▶ WHAT TO WORK ON
Pull every line containing "billboard" from the data.
··········
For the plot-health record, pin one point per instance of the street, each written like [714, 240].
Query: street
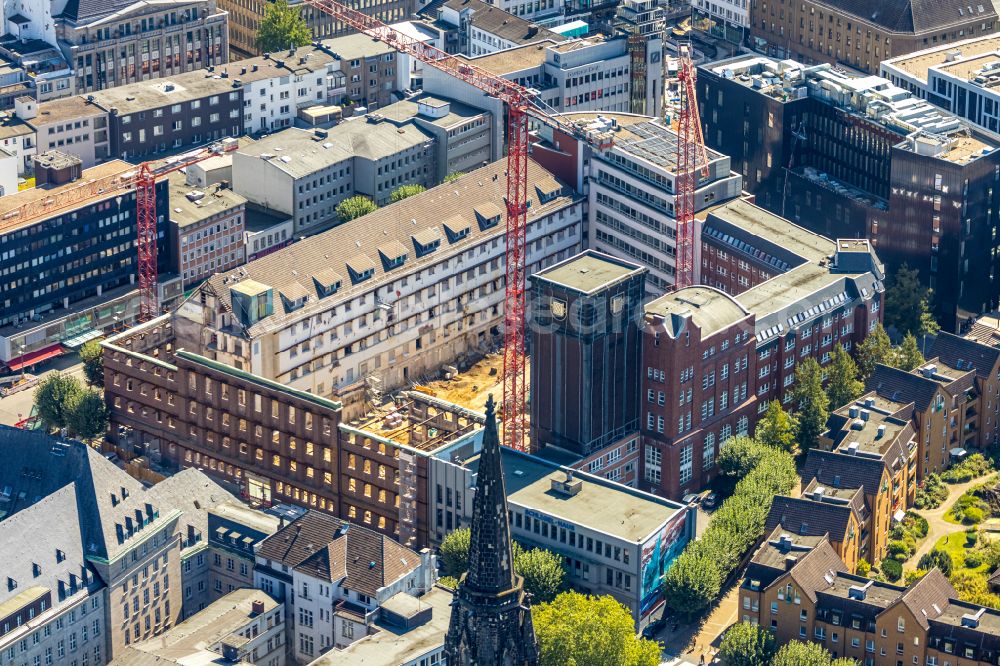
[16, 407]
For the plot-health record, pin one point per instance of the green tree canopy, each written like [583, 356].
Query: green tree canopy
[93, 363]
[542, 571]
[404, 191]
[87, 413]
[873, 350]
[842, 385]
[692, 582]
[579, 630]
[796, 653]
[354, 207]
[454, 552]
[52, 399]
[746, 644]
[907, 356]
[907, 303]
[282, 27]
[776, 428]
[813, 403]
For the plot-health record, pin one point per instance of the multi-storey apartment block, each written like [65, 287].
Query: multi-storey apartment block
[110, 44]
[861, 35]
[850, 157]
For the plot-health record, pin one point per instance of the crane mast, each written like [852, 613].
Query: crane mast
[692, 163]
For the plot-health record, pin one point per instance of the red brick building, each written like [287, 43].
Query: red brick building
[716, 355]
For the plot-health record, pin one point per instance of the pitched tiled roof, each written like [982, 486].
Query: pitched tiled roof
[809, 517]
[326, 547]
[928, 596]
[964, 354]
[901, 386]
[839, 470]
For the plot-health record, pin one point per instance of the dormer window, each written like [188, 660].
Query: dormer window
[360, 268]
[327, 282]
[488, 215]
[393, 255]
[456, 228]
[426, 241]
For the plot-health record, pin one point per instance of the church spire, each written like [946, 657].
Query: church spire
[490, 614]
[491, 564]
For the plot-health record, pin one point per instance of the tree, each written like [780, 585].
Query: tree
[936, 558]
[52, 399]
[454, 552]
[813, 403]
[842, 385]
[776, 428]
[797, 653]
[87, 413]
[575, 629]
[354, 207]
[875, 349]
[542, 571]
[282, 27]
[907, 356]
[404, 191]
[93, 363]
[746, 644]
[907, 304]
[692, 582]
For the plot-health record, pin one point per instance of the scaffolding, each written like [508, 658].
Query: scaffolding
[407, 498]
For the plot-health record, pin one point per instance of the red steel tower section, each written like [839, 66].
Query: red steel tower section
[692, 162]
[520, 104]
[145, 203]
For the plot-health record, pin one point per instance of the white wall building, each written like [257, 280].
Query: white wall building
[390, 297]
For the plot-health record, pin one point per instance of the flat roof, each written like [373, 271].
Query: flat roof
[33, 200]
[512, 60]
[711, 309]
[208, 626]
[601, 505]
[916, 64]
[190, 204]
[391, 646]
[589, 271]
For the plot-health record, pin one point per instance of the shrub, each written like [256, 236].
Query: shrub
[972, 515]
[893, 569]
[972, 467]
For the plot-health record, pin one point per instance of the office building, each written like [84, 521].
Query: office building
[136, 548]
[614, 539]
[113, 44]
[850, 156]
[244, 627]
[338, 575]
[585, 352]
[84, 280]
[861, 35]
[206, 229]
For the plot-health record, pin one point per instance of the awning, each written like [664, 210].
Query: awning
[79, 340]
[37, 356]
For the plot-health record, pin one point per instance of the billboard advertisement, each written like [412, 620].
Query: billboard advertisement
··········
▶ ANSWER SECTION
For the plot-health record, pin one point per instance of the billboard advertisement, each written like [412, 620].
Query: billboard advertisement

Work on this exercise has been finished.